Recombinant parathyroid hormone (PTH)
Parathyroid hormone is a principal regulator of calcium homeostasis and works through a mechanism completely different from that of estrogen, SERMs, calcitonin, or bisphosphonates. PTH is a bone-formation stimulating agent. It not only increases bone mass, but also seems to restore bone architecture by filling in cavities and cancellous bone caused by the bone loss process. PTH can cause large increases in bone mass both when given alone and when combined with antiresorptive agents. Clinical trials are now underway assessing the effectiveness of PTH in combination with bisphosphonates or raloxifene. PTH may receive FDA approval in late 2002 or 2003.

The largest study of PTH included 1,637 women with low BMD and an average of 2.3 fractures at baseline.²⁶ They were randomized to receive either placebo or either 20 or 40 µg/day of PTH. Median follow-up was 21 months. After a median treatment period of 18 months, PTH was shown to have a potent effect on fracture occurrence, with a reduction of 65% to 69% in the incidence of vertebral fractures and a reduction of 35% to 45% in all nonvertebral fractures. This trial reinforced findings from earlier studies, which showed PTH to be a safe and effective therapy for enhancing bone mineral density. Back pain, nausea, and headache were the most common side effects; these occurred infrequently and were dose-dependent. Fewer than 5% had sustained increases in serum calcium above the normal range.

PTH will doubtless prove to be a valuable addition to the armamentarium, as a single agent or in combination with antiresorptive therapy. It is likely that antiresorptive agents will be required to maintain the bone mass and bone architecture benefits induced by PTH. It is possible that the anti-fracture benefits of PTH and antiresorptive therapy will be additive. Animal studies combining PTH with estrogen or a bisphosphonate have had promising results, producing increases in bone mass, connectivity, and strength.

Summary
In summary, clinicians are fortunate today in having a variety of effective antiresorptive therapies that reduce the risk of vertebral fractures. The bisphosphonates also reduce the risk of nonvertebral fractures, including hip fractures. These drugs can dramatically reduce the disability, the quality of life changes, and the mortality associated with osteoporotic fractures. However, much remains to be done in the area of diagnosis. Only one in three women with vertebral fractures has been diagnosed.¹¹ Osteoporosis can be treated at any stage, but for optimal treatment, it is important that we identify women with osteoporosis prior to the occurrence of the first fracture.

What to do:
1/ According to the parathyroid hormone text, how many women were enrolled in the largest study of PTH?
2/ Render this sentence from the parathyroid hormone text in Spanish: "PTH is a bone-formation stimulating agent."

Dataset content:

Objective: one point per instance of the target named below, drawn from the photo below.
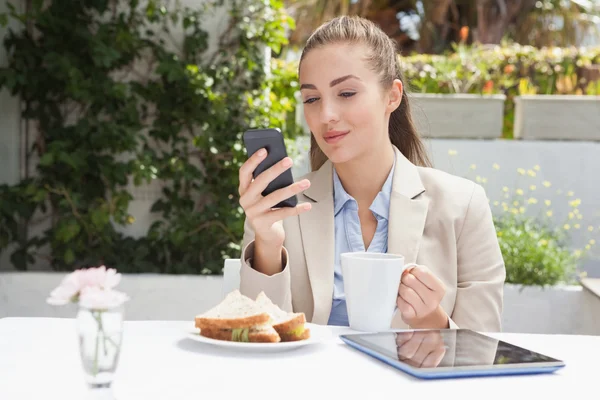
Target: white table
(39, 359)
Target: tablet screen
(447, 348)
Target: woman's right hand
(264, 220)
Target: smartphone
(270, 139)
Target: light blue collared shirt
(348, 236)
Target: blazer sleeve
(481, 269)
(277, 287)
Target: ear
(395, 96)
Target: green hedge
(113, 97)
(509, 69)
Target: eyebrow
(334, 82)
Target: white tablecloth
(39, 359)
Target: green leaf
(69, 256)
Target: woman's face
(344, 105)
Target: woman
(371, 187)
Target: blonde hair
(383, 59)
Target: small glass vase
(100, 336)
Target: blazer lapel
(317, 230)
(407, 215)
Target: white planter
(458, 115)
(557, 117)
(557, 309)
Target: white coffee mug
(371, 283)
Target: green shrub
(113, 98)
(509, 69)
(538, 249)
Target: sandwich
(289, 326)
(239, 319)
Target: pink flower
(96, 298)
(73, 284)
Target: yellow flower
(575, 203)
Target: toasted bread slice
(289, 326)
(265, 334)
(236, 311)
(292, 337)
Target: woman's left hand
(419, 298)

Solutions for each task:
1/ 1,637 women

2/ La PTH es un agente estimulante de la formación ósea.